ACTIVITY =>
Where in the records does the word "window" occur? Copy each line in which it does.

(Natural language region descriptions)

· · · · ·

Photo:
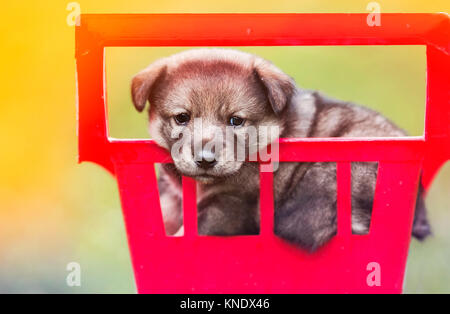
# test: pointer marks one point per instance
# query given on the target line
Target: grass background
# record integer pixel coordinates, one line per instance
(54, 211)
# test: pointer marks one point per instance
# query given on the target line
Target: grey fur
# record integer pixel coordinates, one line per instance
(214, 83)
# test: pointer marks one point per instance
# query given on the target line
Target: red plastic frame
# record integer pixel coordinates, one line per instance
(264, 263)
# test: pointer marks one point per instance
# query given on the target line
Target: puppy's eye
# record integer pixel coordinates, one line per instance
(236, 121)
(182, 118)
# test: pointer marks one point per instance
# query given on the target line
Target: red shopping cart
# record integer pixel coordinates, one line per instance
(265, 263)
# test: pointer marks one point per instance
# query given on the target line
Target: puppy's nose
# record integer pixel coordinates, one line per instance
(205, 159)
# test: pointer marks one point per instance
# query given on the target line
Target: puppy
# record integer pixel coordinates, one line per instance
(224, 96)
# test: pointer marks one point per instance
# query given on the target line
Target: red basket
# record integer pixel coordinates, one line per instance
(265, 263)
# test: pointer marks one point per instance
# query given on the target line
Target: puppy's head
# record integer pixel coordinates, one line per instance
(213, 108)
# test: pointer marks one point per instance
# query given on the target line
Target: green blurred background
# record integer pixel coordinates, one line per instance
(54, 211)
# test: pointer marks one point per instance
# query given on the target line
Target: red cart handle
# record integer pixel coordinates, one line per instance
(95, 32)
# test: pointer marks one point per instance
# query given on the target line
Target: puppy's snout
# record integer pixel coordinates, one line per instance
(205, 159)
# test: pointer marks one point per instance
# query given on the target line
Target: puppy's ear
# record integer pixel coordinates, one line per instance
(278, 86)
(144, 83)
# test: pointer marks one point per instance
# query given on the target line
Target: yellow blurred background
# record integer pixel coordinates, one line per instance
(54, 211)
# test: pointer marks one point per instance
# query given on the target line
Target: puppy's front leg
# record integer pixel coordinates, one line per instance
(228, 214)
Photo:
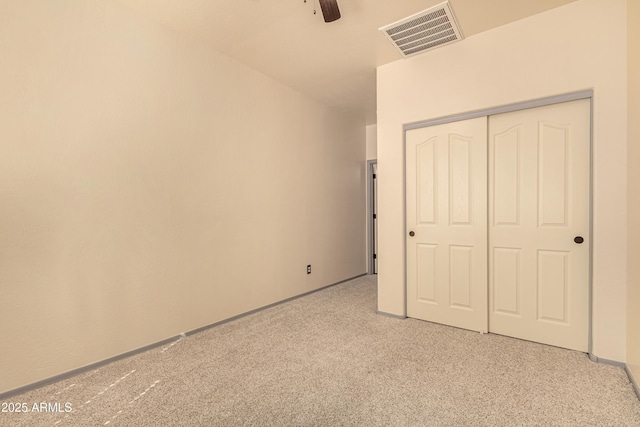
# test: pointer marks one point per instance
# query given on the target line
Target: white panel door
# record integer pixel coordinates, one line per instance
(538, 214)
(447, 224)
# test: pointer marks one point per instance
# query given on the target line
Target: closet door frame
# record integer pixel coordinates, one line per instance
(572, 96)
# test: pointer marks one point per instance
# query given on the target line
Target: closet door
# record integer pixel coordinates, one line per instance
(539, 224)
(446, 223)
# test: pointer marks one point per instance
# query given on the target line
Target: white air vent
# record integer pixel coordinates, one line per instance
(423, 31)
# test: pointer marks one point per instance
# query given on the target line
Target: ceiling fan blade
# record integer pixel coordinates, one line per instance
(330, 10)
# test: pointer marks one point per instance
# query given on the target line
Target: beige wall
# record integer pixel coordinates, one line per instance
(579, 46)
(633, 302)
(151, 186)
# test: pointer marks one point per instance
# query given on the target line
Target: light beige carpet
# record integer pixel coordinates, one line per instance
(328, 359)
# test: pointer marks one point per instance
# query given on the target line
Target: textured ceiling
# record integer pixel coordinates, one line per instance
(333, 63)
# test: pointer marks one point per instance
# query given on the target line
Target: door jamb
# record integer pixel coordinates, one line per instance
(507, 108)
(371, 232)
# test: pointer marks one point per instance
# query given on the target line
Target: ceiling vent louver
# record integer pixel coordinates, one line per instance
(423, 31)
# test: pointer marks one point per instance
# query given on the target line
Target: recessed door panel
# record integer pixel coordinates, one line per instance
(506, 281)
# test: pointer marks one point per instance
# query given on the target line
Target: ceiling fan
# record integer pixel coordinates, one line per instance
(330, 10)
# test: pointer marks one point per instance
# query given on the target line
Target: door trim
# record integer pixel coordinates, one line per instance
(506, 108)
(371, 232)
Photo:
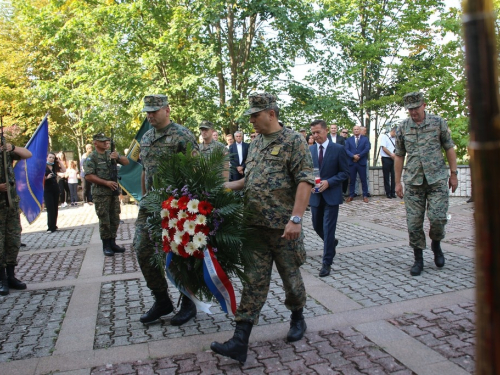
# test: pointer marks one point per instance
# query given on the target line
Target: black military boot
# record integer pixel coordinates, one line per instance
(237, 347)
(106, 248)
(12, 281)
(438, 253)
(297, 326)
(115, 247)
(418, 266)
(187, 311)
(162, 306)
(4, 284)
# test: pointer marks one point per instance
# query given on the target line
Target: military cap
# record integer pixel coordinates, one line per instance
(413, 100)
(259, 102)
(153, 103)
(101, 137)
(206, 125)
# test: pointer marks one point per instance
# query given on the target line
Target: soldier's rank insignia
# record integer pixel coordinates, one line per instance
(276, 150)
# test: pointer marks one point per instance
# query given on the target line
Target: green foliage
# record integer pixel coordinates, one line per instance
(199, 178)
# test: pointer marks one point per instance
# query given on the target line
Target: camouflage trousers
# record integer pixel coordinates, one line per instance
(288, 255)
(145, 249)
(10, 235)
(418, 198)
(107, 208)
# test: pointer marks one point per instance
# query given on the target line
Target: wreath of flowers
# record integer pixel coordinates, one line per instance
(192, 217)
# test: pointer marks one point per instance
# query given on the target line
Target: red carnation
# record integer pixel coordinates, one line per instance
(182, 203)
(164, 222)
(171, 233)
(166, 204)
(205, 208)
(173, 212)
(180, 224)
(185, 239)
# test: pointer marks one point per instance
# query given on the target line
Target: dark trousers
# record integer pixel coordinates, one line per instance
(72, 191)
(324, 218)
(63, 190)
(51, 199)
(354, 170)
(388, 170)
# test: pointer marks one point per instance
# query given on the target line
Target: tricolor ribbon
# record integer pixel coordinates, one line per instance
(218, 282)
(205, 307)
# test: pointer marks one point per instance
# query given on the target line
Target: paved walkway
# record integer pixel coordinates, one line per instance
(80, 312)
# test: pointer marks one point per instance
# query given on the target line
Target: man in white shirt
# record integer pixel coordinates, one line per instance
(388, 146)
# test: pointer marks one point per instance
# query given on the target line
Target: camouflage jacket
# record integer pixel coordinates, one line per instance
(99, 165)
(160, 144)
(422, 143)
(11, 178)
(272, 175)
(206, 150)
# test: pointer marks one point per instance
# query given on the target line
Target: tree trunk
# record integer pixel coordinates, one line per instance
(481, 63)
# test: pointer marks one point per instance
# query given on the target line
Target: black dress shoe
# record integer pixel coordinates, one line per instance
(325, 270)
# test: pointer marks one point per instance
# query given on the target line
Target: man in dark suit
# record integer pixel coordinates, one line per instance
(238, 156)
(335, 137)
(332, 161)
(357, 148)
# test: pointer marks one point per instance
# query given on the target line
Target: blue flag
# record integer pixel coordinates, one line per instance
(30, 173)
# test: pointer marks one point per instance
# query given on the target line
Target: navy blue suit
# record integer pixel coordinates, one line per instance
(358, 167)
(234, 160)
(325, 205)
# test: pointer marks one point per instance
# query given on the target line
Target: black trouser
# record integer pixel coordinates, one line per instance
(87, 190)
(51, 199)
(63, 190)
(388, 170)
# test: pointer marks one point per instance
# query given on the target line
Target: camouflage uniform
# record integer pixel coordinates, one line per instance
(426, 177)
(272, 174)
(156, 145)
(10, 222)
(107, 205)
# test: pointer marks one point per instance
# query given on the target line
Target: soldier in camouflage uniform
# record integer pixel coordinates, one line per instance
(165, 139)
(277, 185)
(10, 222)
(421, 137)
(98, 169)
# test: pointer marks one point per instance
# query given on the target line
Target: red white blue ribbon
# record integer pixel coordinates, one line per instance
(205, 307)
(218, 282)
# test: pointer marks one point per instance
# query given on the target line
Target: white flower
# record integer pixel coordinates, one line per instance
(201, 219)
(178, 237)
(189, 227)
(173, 246)
(193, 206)
(199, 239)
(172, 223)
(190, 248)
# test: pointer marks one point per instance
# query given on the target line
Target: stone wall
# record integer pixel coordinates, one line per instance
(376, 185)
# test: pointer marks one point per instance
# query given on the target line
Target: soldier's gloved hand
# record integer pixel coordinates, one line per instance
(453, 182)
(399, 190)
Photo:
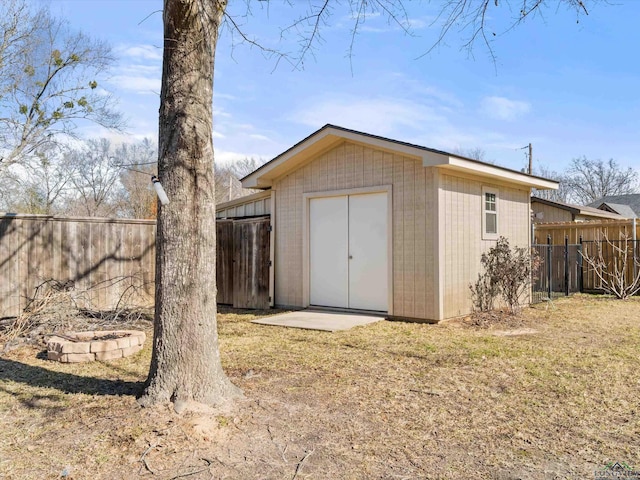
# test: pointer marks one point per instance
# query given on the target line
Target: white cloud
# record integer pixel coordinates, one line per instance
(146, 52)
(138, 84)
(257, 136)
(501, 108)
(382, 116)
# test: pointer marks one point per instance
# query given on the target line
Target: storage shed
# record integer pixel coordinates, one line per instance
(362, 222)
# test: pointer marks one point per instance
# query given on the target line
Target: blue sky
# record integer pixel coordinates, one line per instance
(569, 88)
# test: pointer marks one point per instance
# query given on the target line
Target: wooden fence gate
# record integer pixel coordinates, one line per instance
(242, 262)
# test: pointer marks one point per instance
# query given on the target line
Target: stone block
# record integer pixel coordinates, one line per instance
(108, 355)
(131, 350)
(77, 357)
(55, 356)
(104, 346)
(54, 344)
(141, 337)
(84, 336)
(76, 347)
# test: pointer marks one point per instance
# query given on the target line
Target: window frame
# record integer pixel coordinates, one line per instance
(489, 235)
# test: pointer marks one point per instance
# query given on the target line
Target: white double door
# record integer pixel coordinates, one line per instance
(348, 251)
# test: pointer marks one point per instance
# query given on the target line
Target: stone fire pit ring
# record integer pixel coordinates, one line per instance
(74, 347)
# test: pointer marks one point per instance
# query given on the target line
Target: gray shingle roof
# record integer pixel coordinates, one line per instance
(626, 205)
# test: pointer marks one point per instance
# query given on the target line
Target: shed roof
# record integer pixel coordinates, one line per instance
(330, 136)
(626, 205)
(578, 209)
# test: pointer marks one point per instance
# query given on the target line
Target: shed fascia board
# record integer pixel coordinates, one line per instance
(578, 209)
(242, 200)
(330, 135)
(493, 171)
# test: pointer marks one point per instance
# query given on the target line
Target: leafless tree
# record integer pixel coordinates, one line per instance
(41, 184)
(562, 194)
(616, 266)
(227, 178)
(185, 365)
(96, 180)
(589, 180)
(476, 153)
(138, 163)
(49, 81)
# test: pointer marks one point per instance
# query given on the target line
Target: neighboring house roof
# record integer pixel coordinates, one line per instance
(625, 205)
(331, 135)
(579, 209)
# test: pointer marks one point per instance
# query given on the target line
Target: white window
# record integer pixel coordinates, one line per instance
(489, 213)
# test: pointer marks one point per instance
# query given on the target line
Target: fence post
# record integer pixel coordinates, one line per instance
(549, 261)
(580, 268)
(566, 265)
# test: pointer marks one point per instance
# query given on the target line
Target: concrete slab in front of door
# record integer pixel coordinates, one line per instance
(315, 320)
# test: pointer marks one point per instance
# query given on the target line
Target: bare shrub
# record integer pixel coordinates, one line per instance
(618, 271)
(483, 293)
(506, 273)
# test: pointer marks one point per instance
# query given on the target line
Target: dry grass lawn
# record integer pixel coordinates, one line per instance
(554, 395)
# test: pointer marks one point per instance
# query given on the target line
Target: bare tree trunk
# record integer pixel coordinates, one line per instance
(185, 367)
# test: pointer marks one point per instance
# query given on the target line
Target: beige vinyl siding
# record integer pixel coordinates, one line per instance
(350, 166)
(550, 213)
(461, 211)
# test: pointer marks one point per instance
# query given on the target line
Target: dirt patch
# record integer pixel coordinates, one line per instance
(388, 400)
(514, 333)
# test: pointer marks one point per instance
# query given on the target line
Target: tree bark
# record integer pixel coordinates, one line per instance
(185, 366)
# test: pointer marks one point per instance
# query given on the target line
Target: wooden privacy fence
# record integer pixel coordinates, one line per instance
(592, 230)
(102, 262)
(560, 247)
(242, 262)
(106, 263)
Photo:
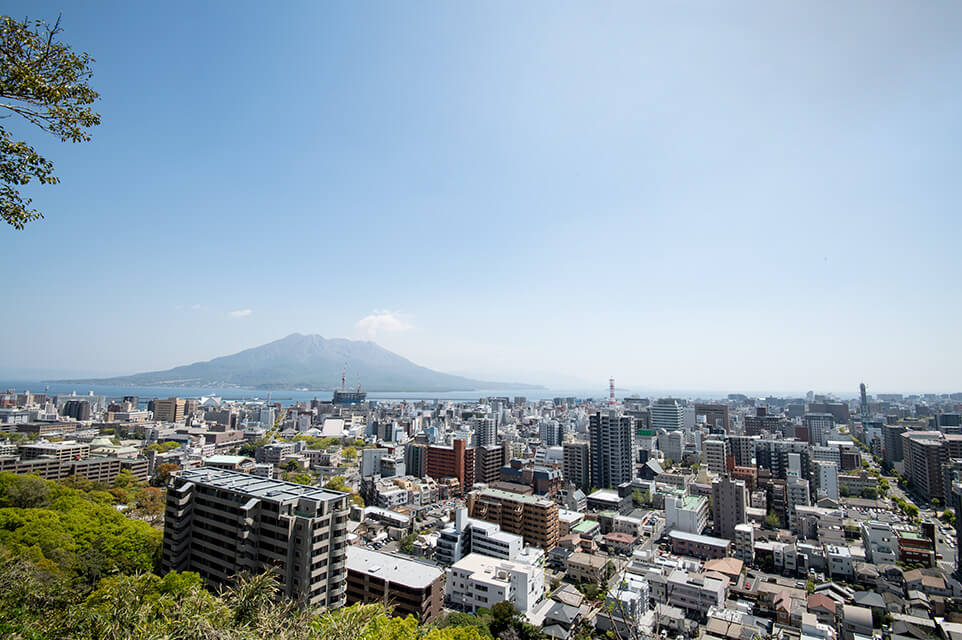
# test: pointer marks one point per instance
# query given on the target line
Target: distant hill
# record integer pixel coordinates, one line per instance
(311, 362)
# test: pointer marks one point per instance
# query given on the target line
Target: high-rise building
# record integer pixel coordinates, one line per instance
(667, 414)
(686, 513)
(488, 462)
(76, 409)
(819, 426)
(169, 410)
(550, 432)
(412, 588)
(534, 519)
(716, 415)
(672, 444)
(456, 461)
(796, 494)
(761, 422)
(825, 474)
(729, 500)
(715, 454)
(742, 448)
(892, 444)
(612, 448)
(221, 523)
(925, 453)
(839, 410)
(744, 546)
(371, 461)
(485, 431)
(414, 455)
(577, 463)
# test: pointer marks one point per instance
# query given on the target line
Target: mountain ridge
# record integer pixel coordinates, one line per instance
(310, 361)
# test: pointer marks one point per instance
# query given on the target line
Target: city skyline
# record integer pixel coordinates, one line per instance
(752, 198)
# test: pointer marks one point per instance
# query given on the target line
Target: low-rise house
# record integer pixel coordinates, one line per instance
(856, 621)
(587, 568)
(823, 608)
(695, 593)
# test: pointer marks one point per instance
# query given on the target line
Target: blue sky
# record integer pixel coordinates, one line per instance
(757, 196)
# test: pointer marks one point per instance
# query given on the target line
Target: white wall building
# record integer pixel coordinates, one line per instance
(477, 581)
(880, 542)
(827, 474)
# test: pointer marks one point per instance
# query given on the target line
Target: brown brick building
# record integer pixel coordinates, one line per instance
(456, 461)
(410, 587)
(533, 518)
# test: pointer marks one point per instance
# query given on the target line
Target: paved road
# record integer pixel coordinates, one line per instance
(944, 543)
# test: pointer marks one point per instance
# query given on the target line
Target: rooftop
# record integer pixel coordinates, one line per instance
(255, 486)
(699, 539)
(517, 497)
(222, 459)
(604, 494)
(391, 568)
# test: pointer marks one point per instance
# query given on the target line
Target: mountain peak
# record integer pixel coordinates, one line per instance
(313, 362)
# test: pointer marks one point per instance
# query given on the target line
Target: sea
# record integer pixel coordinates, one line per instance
(112, 392)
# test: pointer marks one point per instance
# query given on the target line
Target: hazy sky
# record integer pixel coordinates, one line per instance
(716, 195)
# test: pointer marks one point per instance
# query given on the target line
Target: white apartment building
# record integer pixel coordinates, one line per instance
(880, 542)
(629, 597)
(469, 535)
(714, 455)
(826, 474)
(840, 563)
(798, 494)
(667, 414)
(744, 547)
(828, 453)
(477, 581)
(695, 593)
(688, 513)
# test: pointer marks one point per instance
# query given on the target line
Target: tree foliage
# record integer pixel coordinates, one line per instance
(72, 534)
(178, 607)
(45, 83)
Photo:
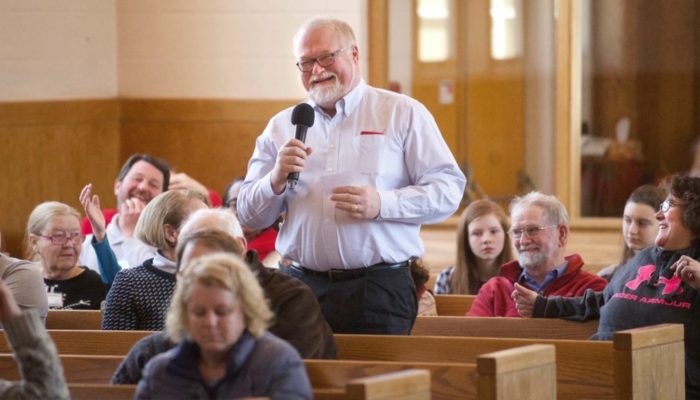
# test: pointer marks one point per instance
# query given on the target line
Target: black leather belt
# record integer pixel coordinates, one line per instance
(347, 274)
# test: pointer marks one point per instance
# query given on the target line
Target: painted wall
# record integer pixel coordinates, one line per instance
(57, 49)
(78, 49)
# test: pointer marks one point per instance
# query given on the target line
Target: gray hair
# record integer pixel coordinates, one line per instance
(554, 211)
(342, 28)
(222, 219)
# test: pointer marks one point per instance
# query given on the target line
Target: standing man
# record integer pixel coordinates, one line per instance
(373, 169)
(539, 230)
(142, 178)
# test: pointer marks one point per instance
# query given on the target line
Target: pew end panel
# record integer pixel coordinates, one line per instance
(412, 384)
(527, 373)
(650, 363)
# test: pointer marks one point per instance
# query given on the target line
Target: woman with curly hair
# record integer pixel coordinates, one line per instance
(659, 285)
(219, 317)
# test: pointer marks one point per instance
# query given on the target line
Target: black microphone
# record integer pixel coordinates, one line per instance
(303, 118)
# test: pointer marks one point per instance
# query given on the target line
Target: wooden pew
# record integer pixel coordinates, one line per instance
(408, 384)
(102, 391)
(453, 304)
(527, 371)
(585, 369)
(89, 342)
(74, 319)
(425, 326)
(638, 364)
(525, 328)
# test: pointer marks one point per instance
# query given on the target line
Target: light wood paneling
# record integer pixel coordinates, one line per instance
(49, 150)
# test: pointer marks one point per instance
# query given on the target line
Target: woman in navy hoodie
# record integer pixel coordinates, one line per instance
(659, 285)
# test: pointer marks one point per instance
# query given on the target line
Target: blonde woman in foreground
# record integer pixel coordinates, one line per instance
(219, 316)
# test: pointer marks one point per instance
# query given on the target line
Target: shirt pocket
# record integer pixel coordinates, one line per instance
(370, 148)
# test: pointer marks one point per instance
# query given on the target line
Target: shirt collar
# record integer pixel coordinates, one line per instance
(114, 233)
(163, 264)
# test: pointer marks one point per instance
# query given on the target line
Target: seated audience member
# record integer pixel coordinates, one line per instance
(426, 300)
(539, 230)
(25, 281)
(262, 241)
(139, 297)
(181, 181)
(36, 355)
(219, 316)
(298, 318)
(659, 285)
(639, 224)
(106, 260)
(141, 178)
(482, 247)
(53, 239)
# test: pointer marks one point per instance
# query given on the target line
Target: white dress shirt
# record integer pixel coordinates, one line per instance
(377, 137)
(129, 251)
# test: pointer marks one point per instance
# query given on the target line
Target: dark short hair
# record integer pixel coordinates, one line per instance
(687, 190)
(161, 165)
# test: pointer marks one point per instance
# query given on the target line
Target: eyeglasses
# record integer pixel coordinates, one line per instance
(667, 204)
(325, 60)
(529, 231)
(232, 204)
(61, 238)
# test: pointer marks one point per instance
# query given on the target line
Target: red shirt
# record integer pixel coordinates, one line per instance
(493, 299)
(264, 243)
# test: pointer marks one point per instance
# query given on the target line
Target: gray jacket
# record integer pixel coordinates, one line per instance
(258, 367)
(26, 282)
(42, 373)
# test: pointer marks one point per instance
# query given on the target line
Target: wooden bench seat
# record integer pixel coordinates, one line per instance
(644, 360)
(74, 319)
(528, 371)
(425, 326)
(402, 385)
(585, 369)
(453, 304)
(525, 328)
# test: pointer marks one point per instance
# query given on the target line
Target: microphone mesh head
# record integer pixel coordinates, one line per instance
(303, 114)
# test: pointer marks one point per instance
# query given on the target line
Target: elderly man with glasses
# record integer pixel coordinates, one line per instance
(373, 168)
(539, 231)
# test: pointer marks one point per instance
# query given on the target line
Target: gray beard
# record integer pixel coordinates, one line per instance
(327, 97)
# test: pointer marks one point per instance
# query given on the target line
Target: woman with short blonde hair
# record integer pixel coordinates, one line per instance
(219, 316)
(226, 271)
(139, 297)
(53, 239)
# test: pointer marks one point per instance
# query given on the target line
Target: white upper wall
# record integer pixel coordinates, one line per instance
(218, 48)
(57, 49)
(78, 49)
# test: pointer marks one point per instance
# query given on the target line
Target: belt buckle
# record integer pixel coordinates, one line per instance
(335, 274)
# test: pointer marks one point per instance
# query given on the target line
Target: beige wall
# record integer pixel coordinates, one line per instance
(57, 49)
(218, 49)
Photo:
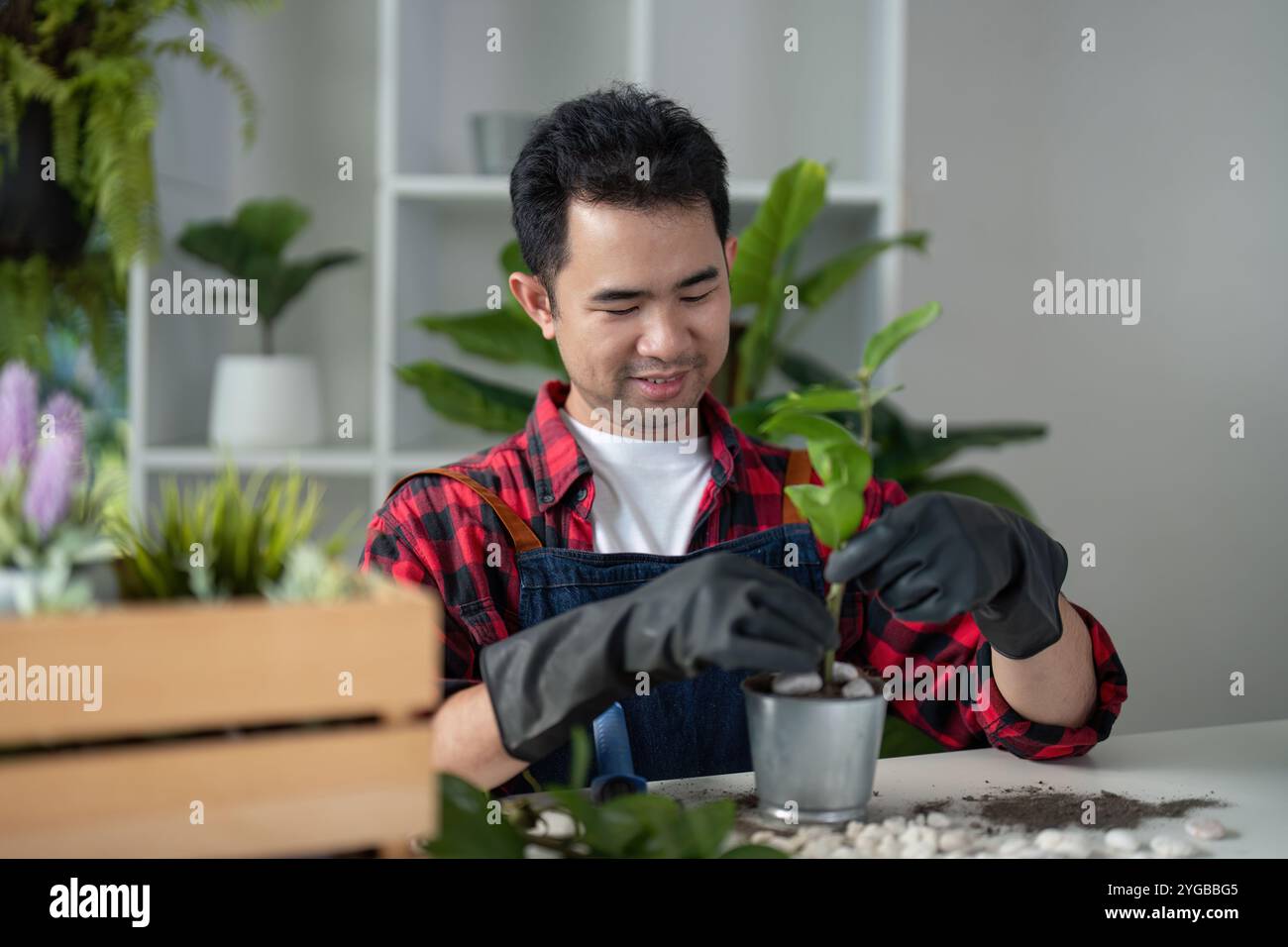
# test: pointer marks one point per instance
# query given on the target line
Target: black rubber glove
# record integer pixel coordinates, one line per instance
(720, 609)
(941, 554)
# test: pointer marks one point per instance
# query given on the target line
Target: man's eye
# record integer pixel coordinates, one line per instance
(686, 299)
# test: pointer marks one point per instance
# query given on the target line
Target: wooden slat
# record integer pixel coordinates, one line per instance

· · · · ·

ANSWER TO THE EXERCISE =>
Target: window frame
Target: white window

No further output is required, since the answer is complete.